TASK ITEM: Each entry has to be given again in its exact wording, and no picture may appear in the result.

_ _ _ _

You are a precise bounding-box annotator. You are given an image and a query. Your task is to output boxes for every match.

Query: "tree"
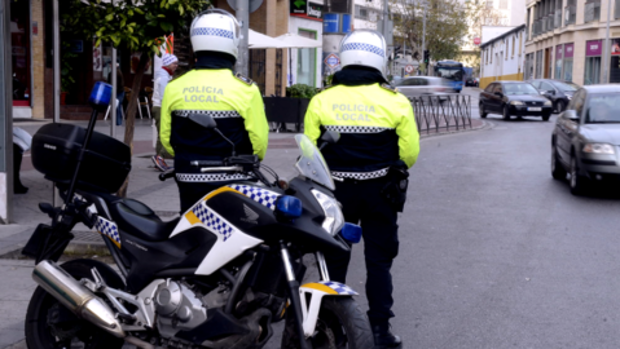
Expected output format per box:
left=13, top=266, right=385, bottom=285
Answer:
left=391, top=0, right=469, bottom=66
left=460, top=0, right=506, bottom=70
left=63, top=0, right=210, bottom=196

_ _ _ _

YOUR RESPONSE:
You are a precise bounding-box annotator. You are given an image and a query. Your task is to output boxes for every match.

Query: "tree"
Expected output format per box:
left=13, top=266, right=385, bottom=285
Answer:
left=391, top=0, right=469, bottom=66
left=460, top=0, right=506, bottom=70
left=63, top=0, right=210, bottom=196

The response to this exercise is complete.